Louise channels her adolescent rage after a humiliating trauma through mosh pits and elbows after he introduces her to the music of Black Flag, whose album Damaged with the cover of frontman Henry Rollins punching a mirror made a particular impact.

I’ve always related to the punk spirit but, unlike my namesake, the thrashier stuff never really did it for me, and I admire Rollins more as an artist than a musician. My privileged, middle-class suburban upbringing probably didn’t leave me with the requisite level of rage to really feel at home in the pit, and at the time I was much more into the music of Frank Black than Black Flag. Or the Dead Milkmen over the Dead Kennedys. The craft of the Clash over the blast of the Pistols.
But the one band constantly playing in the background back then just as it still is today is the Tragically Hip, and their music is put to work as a presence woven throughout Hair for Men, which wraps up during a chaotic viewing party at a New Brunswick marina for the late Gord Downie’s final farewell. It takes a boatload of nerve to centre a second novel around an event watched closely by nearly a third of the country, quite possibly the biggest act of bravery most of us will ever witness, one of those “where were you when?” moments in Canadian history like the big Paul Henderson goal boomers are always going on about.
I’m sure the judges for next year’s Giller Awards watched the dead poet’s swan song too, and it won’t come as a surprise to anyone paying attention if Michelle Winters’ followup is in the running next fall as well.
It’s been a long time coming at eight years since I Am a Truck was published but well worth the wait.

━━━━━━━━━━

Problem details: Rewrite the book review from "I’ve always related" up to and including "of the Pistols.", changing "suburban" to "small-town".

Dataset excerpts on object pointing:
━━━━━━━━━━

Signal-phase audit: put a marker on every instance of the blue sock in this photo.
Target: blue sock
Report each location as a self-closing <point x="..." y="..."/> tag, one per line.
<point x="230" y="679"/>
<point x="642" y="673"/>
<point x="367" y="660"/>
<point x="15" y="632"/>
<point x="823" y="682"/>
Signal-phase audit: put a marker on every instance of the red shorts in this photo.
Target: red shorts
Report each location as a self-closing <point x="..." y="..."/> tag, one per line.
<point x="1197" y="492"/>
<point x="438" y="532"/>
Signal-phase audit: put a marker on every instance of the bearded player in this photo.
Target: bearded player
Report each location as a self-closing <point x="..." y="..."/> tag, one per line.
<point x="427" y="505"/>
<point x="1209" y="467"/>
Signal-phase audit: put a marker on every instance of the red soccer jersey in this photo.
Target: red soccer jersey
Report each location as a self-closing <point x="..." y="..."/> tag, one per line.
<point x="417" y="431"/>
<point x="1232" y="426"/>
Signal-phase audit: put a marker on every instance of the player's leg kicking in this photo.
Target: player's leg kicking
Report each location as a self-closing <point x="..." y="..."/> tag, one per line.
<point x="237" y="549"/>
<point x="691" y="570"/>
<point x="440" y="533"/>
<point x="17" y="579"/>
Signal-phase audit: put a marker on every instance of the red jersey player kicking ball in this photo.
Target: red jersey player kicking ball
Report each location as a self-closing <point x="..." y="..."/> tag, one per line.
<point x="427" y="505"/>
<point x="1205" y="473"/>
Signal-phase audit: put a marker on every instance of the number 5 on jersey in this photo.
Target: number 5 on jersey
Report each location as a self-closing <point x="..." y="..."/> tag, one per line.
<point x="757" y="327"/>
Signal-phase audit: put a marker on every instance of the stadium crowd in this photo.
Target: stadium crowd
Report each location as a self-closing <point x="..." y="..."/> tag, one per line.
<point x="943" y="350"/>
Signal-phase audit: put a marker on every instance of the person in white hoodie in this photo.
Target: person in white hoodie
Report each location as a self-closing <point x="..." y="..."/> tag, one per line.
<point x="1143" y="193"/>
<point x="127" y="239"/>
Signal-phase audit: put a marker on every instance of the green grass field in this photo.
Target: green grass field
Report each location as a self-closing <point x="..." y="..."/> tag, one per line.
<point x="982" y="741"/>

━━━━━━━━━━

Solution:
I’ve always related to the punk spirit but, unlike my namesake, the thrashier stuff never really did it for me, and I admire Rollins more as an artist than a musician. My privileged, middle-class small-town upbringing probably didn’t leave me with the requisite level of rage to really feel at home in the pit, and at the time I was much more into the music of Frank Black than Black Flag. Or the Dead Milkmen over the Dead Kennedys. The craft of the Clash over the blast of the Pistols.